◆ YOUR TASK: Convert the part of the material from the line containing "Locate the rope" through the end of the material into a Markdown table with the columns Row and Line. Give each nonblank line its own row, numbered in order.
* START *
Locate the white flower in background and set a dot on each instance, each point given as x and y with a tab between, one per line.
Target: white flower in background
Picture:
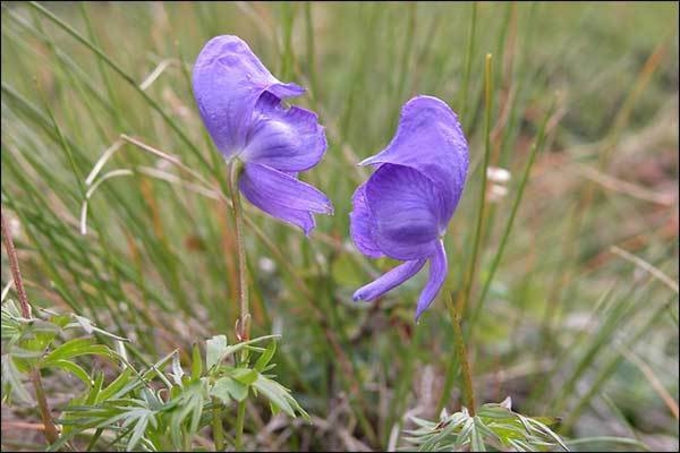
499	177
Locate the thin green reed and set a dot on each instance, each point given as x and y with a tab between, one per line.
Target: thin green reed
468	68
463	301
113	99
463	296
100	54
535	149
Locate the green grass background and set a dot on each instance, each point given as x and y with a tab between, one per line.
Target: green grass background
568	328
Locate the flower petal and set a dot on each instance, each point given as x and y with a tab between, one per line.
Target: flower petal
430	139
438	270
405	211
283	196
285	138
388	281
228	79
361	225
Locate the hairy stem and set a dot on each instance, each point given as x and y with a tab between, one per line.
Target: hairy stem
240	422
243	323
242	327
466	376
50	430
218	434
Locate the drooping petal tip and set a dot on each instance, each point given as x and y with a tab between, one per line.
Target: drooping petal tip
388	281
438	272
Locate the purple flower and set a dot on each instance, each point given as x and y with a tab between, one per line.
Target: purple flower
402	211
241	104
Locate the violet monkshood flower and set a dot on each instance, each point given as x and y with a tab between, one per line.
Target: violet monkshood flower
403	210
240	103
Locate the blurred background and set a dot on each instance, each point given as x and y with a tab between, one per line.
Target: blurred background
575	316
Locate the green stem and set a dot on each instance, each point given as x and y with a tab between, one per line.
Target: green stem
50	431
218	433
466	377
240	422
243	323
463	302
242	326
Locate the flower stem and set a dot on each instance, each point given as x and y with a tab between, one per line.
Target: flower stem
243	323
218	434
50	431
242	326
240	422
468	390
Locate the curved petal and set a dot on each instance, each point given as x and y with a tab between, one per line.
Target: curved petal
438	270
361	226
283	196
405	207
228	79
388	281
430	139
286	138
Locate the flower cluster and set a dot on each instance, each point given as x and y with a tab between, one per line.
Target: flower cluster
401	212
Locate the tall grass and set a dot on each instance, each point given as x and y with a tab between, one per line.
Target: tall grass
584	116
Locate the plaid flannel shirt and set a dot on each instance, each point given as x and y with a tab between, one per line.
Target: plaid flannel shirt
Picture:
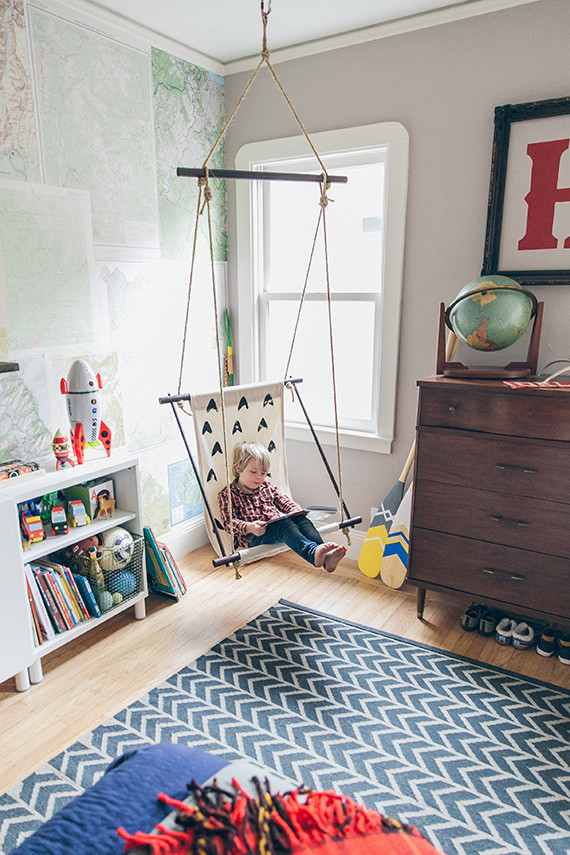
263	504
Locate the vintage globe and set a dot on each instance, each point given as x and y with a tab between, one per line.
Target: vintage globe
491	313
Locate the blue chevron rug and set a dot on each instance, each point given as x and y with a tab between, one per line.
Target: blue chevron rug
475	757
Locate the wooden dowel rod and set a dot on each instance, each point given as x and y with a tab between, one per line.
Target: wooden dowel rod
189	172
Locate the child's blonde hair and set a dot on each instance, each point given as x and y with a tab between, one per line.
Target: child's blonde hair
244	452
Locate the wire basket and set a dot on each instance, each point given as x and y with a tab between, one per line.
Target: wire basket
118	581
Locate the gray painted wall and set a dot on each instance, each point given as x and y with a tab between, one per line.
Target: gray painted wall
442	84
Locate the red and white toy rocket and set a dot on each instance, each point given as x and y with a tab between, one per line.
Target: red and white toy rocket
84	409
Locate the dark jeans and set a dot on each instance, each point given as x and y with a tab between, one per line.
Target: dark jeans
298	533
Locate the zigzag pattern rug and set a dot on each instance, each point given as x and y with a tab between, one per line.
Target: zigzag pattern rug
475	757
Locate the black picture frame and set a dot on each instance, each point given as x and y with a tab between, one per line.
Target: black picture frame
503	162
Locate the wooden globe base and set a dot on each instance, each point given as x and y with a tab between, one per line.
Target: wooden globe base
512	371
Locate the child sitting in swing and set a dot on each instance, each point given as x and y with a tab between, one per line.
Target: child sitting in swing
255	501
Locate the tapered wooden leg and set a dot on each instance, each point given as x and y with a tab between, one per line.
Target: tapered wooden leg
421	602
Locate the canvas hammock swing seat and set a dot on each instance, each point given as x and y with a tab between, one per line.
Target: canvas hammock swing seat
253	413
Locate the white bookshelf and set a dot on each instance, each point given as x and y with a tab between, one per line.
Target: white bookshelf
19	656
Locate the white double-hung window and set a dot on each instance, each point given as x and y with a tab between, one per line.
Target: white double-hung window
365	222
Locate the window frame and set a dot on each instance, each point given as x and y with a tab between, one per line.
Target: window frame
391	138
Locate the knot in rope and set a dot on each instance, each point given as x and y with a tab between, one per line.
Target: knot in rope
324	198
205	190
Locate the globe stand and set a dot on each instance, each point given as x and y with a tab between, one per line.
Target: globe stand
511	371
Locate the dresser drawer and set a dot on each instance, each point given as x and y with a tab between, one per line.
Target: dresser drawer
504	411
523	580
502	464
496	517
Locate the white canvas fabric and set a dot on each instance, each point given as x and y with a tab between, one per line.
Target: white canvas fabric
252	414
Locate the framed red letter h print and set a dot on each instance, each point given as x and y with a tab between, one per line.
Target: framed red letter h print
528	219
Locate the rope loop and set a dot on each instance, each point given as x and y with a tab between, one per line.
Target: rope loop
264	48
205	189
325	186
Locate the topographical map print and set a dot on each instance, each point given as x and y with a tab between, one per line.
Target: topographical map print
46	279
95	118
19	159
188	116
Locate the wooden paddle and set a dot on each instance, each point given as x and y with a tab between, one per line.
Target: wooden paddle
370	558
372	550
394	563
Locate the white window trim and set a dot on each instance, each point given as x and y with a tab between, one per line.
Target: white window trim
258	155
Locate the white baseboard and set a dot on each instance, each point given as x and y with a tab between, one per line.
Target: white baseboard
185	539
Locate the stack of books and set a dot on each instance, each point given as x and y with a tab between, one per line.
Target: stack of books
163	574
59	599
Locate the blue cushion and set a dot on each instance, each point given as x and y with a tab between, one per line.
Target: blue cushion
126	795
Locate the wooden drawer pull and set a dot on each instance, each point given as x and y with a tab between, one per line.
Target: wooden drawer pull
507	521
508	467
503	574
* END *
◆ WRITTEN RESPONSE:
| Row | Line |
|---|---|
| 1 | Locate the rope loop and set a dot on each instance, each point given as x and y with a tab between, one per line. |
| 2 | Target: rope loop |
| 3 | 264	48 |
| 4 | 205	189 |
| 5 | 325	186 |
| 6 | Locate the topographical map print and set a dot on each instance, each point given as x and y with a tab between, one per line. |
| 7 | Target: topographical map print |
| 8 | 46	279 |
| 9 | 95	118 |
| 10 | 19	159 |
| 11 | 188	116 |
| 12 | Locate the wooden paddle and set a dot on each instance, each point given as x and y with a tab between, one per line. |
| 13 | Target: wooden paddle |
| 14 | 370	558 |
| 15 | 372	550 |
| 16 | 394	563 |
| 17 | Locate the white window trim and set a dot on each instance, each point given as x and y with a tab between, one per line. |
| 18 | Target: white window trim |
| 19 | 258	155 |
| 20 | Locate the white baseboard and set a dot on each instance, each point given as x and y with a tab between, one per line. |
| 21 | Target: white baseboard |
| 22 | 185	539 |
| 23 | Locate the stack of books and set a dot on each instance, each point given as x and y with a tab between, one per line. |
| 24 | Target: stack of books |
| 25 | 163	574 |
| 26 | 59	599 |
| 27 | Locate the blue cushion and set a dot on each instance, each point given as x and y with a tab between, one per line. |
| 28 | Target: blue cushion |
| 29 | 126	795 |
| 30 | Locate the wooden drawer pull and set a dot on each instance, each point given as x and y with a tab between, one per line. |
| 31 | Target: wooden drawer pull |
| 32 | 507	521 |
| 33 | 508	467 |
| 34 | 503	574 |